Data extracted from a collection:
* * * * *

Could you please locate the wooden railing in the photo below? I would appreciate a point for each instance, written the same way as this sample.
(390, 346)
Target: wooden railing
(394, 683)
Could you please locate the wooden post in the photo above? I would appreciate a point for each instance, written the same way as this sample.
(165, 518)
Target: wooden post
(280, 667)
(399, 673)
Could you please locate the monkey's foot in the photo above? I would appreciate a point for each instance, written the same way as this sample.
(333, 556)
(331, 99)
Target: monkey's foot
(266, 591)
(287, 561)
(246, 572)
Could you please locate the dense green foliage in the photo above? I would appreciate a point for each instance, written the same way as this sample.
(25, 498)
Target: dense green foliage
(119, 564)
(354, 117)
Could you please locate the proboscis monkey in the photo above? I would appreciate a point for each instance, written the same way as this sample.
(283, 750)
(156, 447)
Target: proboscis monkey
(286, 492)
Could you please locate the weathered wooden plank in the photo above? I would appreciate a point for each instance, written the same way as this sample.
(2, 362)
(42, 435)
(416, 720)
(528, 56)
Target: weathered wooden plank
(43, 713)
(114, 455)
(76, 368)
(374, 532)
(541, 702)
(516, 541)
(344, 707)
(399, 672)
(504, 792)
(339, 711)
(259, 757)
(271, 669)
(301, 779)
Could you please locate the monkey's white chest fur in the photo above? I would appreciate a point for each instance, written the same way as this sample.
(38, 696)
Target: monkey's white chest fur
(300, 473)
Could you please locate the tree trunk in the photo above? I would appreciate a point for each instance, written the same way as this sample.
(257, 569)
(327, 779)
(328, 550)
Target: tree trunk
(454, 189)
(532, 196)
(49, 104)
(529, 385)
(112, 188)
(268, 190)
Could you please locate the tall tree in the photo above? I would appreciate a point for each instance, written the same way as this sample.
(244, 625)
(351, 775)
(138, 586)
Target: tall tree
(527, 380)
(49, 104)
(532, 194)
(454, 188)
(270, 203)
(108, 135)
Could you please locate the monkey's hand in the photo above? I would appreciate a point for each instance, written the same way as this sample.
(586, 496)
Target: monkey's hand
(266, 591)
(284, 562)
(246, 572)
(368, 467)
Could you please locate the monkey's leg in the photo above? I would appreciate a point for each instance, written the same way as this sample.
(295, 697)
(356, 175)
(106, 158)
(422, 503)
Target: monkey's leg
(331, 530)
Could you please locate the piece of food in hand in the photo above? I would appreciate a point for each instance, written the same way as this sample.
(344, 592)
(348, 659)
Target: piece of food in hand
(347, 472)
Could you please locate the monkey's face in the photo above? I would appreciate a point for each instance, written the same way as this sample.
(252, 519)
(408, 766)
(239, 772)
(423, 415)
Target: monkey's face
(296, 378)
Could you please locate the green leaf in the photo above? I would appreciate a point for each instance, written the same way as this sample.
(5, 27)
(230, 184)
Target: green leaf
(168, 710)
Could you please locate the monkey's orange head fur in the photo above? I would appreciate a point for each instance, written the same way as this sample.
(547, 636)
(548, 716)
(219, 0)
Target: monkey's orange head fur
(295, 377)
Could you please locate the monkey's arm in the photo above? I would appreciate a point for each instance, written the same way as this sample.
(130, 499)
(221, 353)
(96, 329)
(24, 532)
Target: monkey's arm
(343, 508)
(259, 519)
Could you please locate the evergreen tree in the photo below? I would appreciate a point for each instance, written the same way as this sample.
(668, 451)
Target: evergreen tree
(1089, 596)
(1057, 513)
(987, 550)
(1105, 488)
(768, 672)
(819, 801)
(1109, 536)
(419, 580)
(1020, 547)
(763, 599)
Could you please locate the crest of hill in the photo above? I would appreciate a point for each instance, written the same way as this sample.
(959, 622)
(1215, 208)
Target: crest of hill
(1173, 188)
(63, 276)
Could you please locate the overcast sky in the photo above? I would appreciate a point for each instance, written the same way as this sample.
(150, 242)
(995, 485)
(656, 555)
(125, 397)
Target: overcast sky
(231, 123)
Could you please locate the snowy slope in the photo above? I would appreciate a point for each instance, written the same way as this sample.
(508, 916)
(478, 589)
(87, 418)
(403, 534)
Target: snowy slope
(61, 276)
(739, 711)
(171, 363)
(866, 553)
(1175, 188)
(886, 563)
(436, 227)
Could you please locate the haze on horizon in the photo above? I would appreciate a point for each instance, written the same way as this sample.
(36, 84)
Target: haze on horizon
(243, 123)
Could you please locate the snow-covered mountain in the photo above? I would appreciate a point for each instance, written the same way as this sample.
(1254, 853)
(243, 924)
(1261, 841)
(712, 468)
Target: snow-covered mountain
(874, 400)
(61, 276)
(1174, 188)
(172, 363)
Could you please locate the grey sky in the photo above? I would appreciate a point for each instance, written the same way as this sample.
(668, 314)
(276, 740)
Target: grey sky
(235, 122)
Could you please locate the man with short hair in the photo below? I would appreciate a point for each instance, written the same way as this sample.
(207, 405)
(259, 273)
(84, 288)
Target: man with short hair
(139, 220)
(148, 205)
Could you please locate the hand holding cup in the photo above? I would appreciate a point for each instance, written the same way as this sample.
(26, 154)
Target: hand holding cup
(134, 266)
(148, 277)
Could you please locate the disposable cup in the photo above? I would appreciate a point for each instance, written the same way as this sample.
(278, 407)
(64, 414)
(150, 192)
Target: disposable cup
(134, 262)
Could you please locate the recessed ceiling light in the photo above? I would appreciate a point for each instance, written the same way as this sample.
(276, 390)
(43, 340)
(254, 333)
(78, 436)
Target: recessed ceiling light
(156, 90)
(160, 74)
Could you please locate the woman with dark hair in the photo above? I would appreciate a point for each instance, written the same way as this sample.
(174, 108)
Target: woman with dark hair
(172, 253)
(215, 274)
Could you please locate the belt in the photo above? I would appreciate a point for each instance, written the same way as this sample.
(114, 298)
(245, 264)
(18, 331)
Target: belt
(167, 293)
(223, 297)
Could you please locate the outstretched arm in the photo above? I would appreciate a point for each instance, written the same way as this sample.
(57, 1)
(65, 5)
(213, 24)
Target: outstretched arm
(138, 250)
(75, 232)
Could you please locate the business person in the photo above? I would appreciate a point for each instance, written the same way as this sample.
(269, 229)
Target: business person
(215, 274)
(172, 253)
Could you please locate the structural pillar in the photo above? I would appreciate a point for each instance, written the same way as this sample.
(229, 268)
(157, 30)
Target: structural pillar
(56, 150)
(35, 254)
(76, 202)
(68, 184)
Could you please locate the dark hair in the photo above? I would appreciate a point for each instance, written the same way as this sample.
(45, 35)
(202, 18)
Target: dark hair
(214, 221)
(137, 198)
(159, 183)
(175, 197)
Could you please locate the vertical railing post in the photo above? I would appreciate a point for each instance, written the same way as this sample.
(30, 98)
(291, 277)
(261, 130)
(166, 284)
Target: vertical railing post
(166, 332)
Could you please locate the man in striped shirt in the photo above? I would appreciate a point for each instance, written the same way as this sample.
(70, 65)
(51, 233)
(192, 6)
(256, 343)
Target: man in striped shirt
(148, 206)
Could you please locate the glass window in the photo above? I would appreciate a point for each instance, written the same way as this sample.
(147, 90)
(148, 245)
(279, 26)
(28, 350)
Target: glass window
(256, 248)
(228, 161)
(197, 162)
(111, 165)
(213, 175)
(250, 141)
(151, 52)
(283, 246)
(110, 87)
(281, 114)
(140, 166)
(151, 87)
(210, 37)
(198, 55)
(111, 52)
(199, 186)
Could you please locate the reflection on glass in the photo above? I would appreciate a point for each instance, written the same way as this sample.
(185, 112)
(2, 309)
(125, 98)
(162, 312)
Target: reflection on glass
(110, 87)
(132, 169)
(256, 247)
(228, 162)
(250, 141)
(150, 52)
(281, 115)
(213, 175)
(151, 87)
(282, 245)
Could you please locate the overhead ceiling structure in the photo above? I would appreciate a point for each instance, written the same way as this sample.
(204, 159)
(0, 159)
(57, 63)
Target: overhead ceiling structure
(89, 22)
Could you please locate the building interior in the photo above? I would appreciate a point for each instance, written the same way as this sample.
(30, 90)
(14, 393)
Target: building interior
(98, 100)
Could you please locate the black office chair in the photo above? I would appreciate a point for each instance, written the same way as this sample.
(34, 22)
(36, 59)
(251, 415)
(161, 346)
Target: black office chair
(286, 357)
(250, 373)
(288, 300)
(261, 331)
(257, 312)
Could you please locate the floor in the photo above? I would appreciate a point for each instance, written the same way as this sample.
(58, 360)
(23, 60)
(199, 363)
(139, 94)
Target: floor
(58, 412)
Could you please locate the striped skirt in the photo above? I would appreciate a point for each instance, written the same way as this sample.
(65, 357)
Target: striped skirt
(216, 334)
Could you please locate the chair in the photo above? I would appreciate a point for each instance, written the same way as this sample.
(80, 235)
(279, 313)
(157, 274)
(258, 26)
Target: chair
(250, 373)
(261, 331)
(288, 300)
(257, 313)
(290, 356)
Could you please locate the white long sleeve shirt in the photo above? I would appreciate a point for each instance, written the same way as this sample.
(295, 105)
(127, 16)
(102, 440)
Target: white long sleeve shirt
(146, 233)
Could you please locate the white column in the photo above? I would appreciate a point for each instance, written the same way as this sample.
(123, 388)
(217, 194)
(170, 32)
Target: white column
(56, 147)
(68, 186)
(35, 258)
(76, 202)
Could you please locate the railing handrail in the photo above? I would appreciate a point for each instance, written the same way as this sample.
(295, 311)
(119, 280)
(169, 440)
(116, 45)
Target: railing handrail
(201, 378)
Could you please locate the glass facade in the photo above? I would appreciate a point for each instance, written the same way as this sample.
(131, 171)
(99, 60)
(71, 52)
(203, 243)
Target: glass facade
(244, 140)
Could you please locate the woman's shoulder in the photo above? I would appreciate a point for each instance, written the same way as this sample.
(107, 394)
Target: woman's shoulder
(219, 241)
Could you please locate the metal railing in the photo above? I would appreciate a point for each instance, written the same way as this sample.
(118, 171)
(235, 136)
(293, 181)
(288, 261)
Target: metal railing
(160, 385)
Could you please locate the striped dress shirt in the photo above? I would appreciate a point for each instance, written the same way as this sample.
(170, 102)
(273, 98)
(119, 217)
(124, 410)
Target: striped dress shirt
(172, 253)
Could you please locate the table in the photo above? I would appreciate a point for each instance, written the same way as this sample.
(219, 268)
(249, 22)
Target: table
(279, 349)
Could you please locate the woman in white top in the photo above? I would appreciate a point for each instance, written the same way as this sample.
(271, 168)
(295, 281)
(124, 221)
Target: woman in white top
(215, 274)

* * * * *

=== Task instructions ===
Find every line above where the word "below" occurs, and copy that line.

=== Answer ===
Could you please locate the wooden railing in the photo below? I would appreciate a point for each instance, written the same way as this sample.
Could you please locate the evergreen tree in the photo below? I would appreciate a point for each instance, written the same way as this sample.
Could you please locate the man with short hair in the photo below? I would appreciate a point for each instance, written the same way as this sample.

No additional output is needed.